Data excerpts
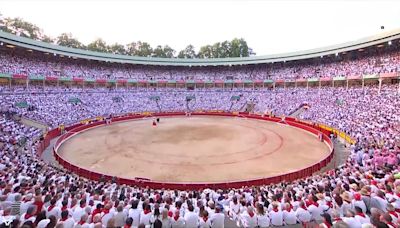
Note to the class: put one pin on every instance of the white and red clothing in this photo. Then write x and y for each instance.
(276, 217)
(248, 220)
(263, 220)
(303, 215)
(362, 218)
(53, 210)
(289, 217)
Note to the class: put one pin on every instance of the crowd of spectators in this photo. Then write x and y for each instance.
(345, 64)
(362, 193)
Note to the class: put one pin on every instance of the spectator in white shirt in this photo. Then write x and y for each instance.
(262, 217)
(191, 218)
(217, 219)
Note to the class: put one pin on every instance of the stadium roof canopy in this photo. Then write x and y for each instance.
(307, 54)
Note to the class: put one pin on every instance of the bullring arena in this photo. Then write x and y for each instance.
(196, 149)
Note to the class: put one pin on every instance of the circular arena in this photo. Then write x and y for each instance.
(303, 139)
(196, 149)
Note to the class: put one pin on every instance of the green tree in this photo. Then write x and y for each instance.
(66, 39)
(239, 48)
(98, 45)
(47, 39)
(158, 52)
(187, 53)
(169, 52)
(225, 49)
(19, 27)
(131, 48)
(118, 49)
(206, 52)
(143, 49)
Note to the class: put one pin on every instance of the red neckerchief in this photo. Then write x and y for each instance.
(95, 212)
(39, 206)
(391, 224)
(106, 211)
(176, 217)
(381, 197)
(51, 207)
(146, 211)
(27, 216)
(394, 214)
(327, 224)
(361, 214)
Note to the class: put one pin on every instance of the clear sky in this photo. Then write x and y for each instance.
(269, 27)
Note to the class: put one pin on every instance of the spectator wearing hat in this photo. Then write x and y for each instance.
(248, 218)
(361, 216)
(289, 215)
(326, 221)
(276, 215)
(263, 220)
(218, 218)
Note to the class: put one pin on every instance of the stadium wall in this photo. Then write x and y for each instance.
(137, 181)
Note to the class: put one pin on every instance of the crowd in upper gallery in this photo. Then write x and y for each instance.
(369, 61)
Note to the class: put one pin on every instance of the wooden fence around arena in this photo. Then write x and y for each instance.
(313, 128)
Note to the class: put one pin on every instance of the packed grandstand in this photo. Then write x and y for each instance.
(356, 93)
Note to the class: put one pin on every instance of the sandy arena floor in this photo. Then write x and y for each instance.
(194, 149)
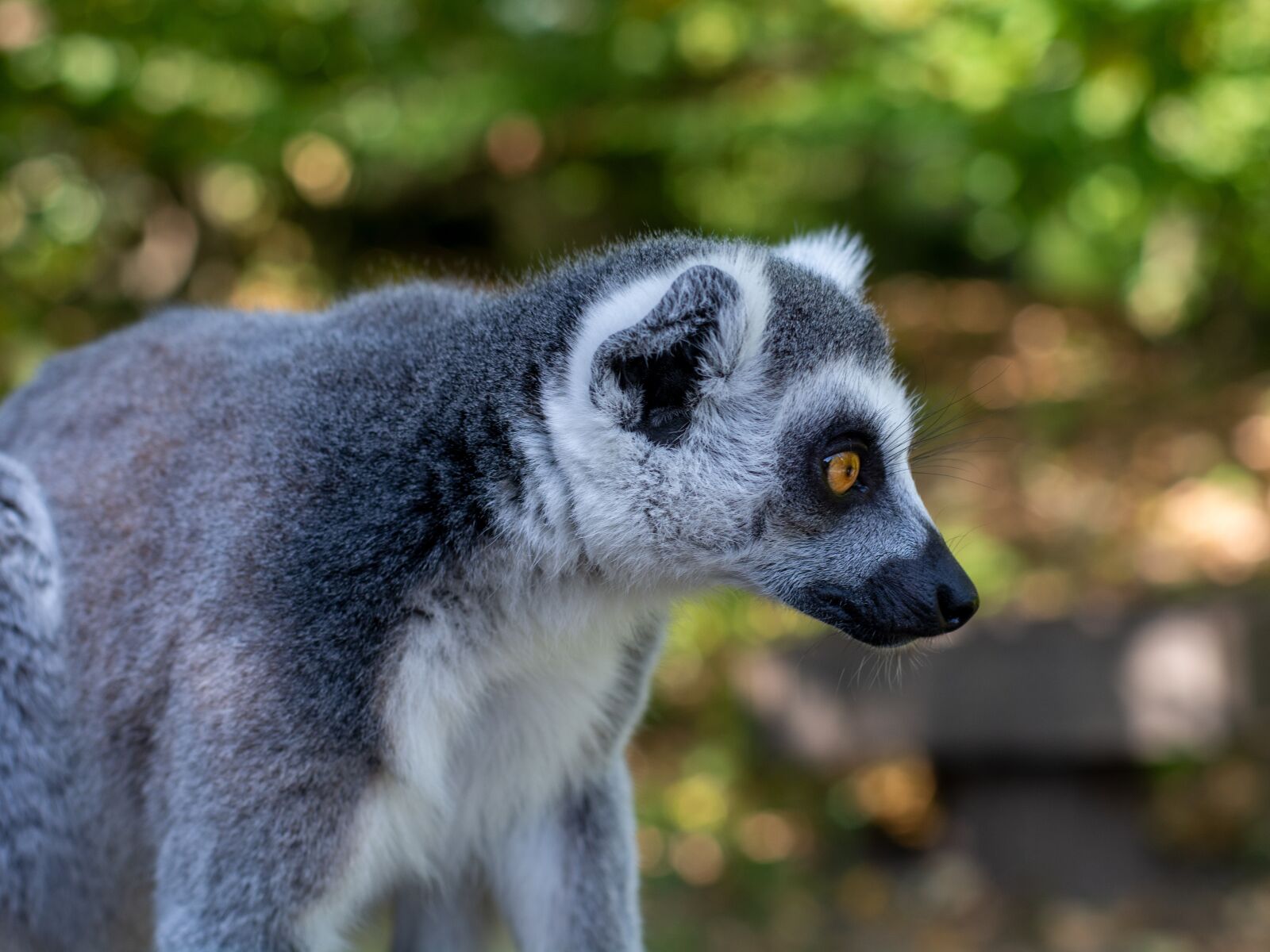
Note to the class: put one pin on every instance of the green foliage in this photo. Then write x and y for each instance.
(285, 149)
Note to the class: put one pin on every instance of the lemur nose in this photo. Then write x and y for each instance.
(956, 606)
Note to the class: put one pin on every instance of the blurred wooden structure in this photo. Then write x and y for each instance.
(1037, 729)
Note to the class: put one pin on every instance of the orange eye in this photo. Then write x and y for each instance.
(841, 471)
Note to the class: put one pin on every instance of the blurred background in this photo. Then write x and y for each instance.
(1070, 205)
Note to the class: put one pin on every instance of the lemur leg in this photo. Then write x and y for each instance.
(254, 818)
(435, 920)
(567, 879)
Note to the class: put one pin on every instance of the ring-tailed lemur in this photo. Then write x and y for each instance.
(368, 600)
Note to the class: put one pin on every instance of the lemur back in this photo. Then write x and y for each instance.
(366, 601)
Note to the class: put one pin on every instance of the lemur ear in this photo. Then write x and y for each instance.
(649, 374)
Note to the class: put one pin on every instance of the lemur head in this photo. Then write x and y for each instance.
(736, 418)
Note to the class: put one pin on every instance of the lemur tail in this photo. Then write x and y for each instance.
(35, 762)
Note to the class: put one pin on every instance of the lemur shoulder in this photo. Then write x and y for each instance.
(302, 611)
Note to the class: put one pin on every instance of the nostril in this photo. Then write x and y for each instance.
(956, 607)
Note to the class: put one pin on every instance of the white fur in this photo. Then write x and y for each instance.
(835, 253)
(483, 733)
(694, 488)
(495, 706)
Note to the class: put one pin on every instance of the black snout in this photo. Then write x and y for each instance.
(911, 598)
(956, 603)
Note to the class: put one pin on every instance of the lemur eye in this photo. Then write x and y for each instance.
(841, 471)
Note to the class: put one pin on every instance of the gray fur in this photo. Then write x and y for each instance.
(365, 601)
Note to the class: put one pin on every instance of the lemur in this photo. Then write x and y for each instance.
(302, 609)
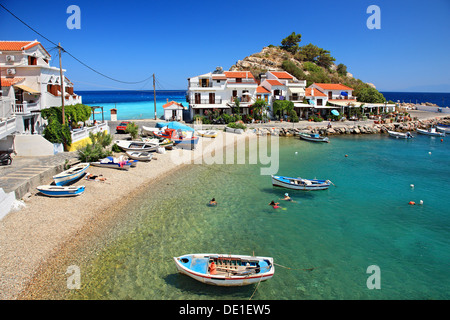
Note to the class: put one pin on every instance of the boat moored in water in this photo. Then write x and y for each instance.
(300, 184)
(315, 137)
(400, 135)
(431, 132)
(225, 270)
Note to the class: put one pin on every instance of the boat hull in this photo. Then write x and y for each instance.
(314, 139)
(70, 175)
(431, 133)
(227, 280)
(289, 182)
(61, 191)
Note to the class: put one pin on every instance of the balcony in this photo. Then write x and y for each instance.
(26, 108)
(7, 127)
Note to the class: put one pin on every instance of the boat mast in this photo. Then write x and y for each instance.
(154, 93)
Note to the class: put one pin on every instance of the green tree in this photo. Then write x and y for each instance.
(370, 95)
(290, 43)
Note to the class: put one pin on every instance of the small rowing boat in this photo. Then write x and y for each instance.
(400, 135)
(139, 155)
(226, 270)
(299, 183)
(115, 163)
(136, 145)
(315, 137)
(61, 191)
(207, 133)
(70, 175)
(431, 132)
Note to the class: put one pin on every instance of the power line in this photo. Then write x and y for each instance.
(81, 62)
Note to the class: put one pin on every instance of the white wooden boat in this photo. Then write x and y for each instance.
(400, 135)
(61, 191)
(431, 132)
(230, 270)
(207, 133)
(443, 128)
(115, 163)
(126, 145)
(299, 183)
(315, 137)
(140, 155)
(71, 174)
(150, 130)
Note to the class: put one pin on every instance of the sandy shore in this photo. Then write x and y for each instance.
(32, 237)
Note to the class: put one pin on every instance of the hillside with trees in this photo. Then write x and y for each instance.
(308, 62)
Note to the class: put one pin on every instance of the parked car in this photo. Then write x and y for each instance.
(122, 127)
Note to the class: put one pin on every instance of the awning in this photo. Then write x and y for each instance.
(27, 89)
(296, 90)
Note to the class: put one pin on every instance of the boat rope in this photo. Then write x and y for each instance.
(302, 269)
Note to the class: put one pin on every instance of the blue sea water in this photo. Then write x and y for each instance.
(140, 104)
(328, 238)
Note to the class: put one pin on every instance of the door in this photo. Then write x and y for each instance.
(197, 98)
(212, 98)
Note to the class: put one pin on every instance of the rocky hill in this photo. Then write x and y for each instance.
(273, 58)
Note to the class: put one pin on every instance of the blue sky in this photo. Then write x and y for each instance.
(131, 40)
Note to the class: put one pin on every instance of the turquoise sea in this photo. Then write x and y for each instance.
(327, 239)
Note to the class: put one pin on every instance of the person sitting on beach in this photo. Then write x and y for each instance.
(90, 176)
(274, 205)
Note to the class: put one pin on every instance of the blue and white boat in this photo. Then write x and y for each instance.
(299, 183)
(225, 270)
(70, 175)
(61, 191)
(315, 137)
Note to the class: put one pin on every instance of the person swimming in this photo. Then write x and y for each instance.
(274, 205)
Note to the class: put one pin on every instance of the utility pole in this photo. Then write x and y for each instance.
(62, 85)
(154, 93)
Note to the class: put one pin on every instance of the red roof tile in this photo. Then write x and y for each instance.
(238, 74)
(317, 93)
(261, 89)
(275, 82)
(282, 75)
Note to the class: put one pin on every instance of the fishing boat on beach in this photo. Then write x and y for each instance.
(71, 174)
(443, 128)
(300, 184)
(207, 133)
(315, 137)
(61, 191)
(400, 135)
(115, 163)
(226, 270)
(431, 132)
(126, 145)
(181, 139)
(140, 155)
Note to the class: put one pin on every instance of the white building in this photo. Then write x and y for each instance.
(29, 84)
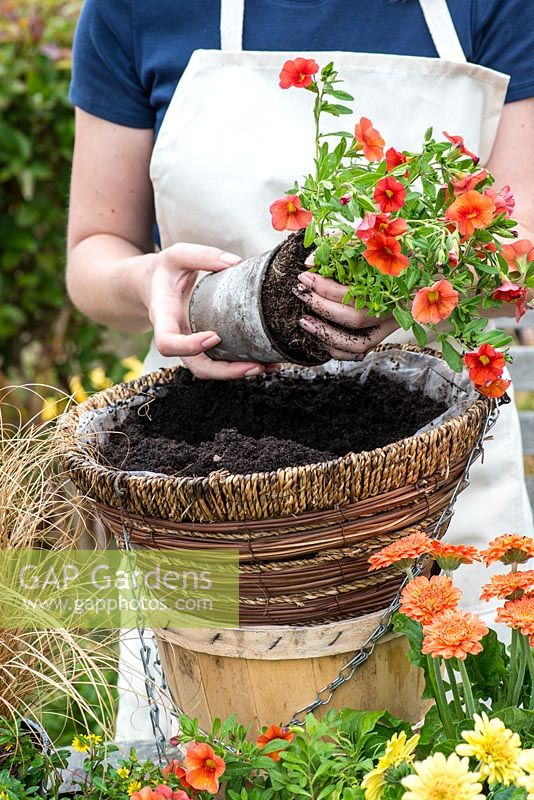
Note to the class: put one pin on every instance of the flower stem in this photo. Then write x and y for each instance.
(468, 693)
(438, 691)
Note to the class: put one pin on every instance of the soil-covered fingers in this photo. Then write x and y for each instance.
(346, 342)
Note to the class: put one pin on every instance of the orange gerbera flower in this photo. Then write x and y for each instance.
(494, 389)
(369, 138)
(203, 768)
(510, 548)
(467, 182)
(518, 614)
(274, 732)
(384, 253)
(298, 73)
(458, 141)
(288, 215)
(509, 586)
(423, 599)
(434, 303)
(390, 194)
(486, 364)
(450, 556)
(401, 553)
(471, 211)
(454, 634)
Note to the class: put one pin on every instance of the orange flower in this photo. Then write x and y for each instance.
(495, 388)
(512, 585)
(450, 556)
(434, 303)
(512, 293)
(454, 634)
(298, 73)
(288, 215)
(369, 138)
(384, 253)
(510, 548)
(401, 553)
(467, 182)
(390, 194)
(458, 141)
(520, 251)
(471, 211)
(203, 767)
(485, 365)
(518, 614)
(423, 599)
(274, 732)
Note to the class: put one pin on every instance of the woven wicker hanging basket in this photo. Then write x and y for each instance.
(304, 534)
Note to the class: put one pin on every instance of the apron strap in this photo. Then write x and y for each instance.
(232, 16)
(441, 26)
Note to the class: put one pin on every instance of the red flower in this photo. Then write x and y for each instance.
(468, 182)
(519, 251)
(434, 303)
(390, 194)
(384, 253)
(203, 767)
(298, 73)
(512, 293)
(274, 732)
(459, 142)
(486, 364)
(288, 215)
(369, 138)
(494, 388)
(380, 223)
(470, 211)
(504, 200)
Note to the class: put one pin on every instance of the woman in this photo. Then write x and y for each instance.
(211, 144)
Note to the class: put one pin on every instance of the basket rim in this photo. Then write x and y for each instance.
(77, 456)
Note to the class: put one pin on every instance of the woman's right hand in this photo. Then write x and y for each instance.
(170, 279)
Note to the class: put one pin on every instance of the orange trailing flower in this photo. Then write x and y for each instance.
(274, 732)
(510, 292)
(509, 586)
(384, 253)
(203, 768)
(454, 634)
(434, 303)
(401, 553)
(298, 72)
(287, 214)
(494, 389)
(423, 599)
(510, 548)
(518, 614)
(370, 139)
(471, 211)
(390, 194)
(450, 556)
(484, 365)
(458, 141)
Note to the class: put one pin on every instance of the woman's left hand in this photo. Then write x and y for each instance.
(324, 298)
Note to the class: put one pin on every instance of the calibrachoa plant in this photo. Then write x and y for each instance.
(421, 236)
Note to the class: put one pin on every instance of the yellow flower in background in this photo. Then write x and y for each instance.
(134, 367)
(398, 750)
(440, 778)
(496, 748)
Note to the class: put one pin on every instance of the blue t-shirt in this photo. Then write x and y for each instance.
(129, 54)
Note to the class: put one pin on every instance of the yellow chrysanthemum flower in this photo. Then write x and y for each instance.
(440, 778)
(495, 747)
(398, 749)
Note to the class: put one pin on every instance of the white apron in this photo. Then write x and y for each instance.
(232, 142)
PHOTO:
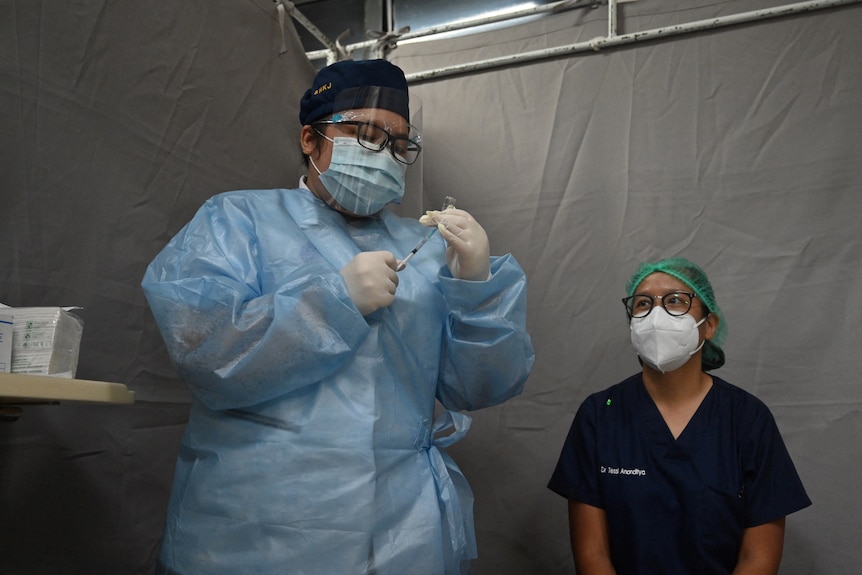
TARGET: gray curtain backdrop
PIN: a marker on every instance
(737, 148)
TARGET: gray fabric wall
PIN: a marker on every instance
(737, 148)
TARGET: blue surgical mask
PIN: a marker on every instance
(361, 181)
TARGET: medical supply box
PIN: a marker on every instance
(5, 342)
(45, 340)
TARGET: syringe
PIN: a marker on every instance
(448, 202)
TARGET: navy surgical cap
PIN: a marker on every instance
(353, 84)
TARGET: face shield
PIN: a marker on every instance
(390, 121)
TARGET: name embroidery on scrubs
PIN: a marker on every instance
(622, 471)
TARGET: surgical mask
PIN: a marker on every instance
(361, 181)
(663, 341)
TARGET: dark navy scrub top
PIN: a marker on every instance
(678, 506)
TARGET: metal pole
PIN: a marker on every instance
(613, 41)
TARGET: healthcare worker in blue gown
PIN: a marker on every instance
(675, 471)
(312, 445)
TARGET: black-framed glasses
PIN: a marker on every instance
(675, 303)
(404, 148)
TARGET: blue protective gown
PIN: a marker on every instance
(311, 445)
(678, 506)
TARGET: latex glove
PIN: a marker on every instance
(468, 253)
(371, 280)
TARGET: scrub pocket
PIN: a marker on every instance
(722, 515)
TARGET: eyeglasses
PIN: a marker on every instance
(675, 303)
(404, 148)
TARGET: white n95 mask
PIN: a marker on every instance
(363, 182)
(663, 341)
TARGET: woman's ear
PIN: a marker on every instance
(308, 140)
(711, 325)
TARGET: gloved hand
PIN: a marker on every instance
(468, 253)
(371, 280)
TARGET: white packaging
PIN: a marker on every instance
(5, 342)
(45, 340)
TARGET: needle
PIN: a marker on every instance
(449, 202)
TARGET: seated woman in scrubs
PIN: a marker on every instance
(315, 360)
(675, 471)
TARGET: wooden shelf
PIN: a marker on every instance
(21, 389)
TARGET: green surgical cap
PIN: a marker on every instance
(695, 278)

[ABOUT THIS TASK] Filter the data for the string "surgical". Copy each matching line.

[SOLUTION FOR THIS TASK]
TARGET: blue surgical mask
TARGET: navy surgical cap
TARGET: surgical mask
TARGET: green surgical cap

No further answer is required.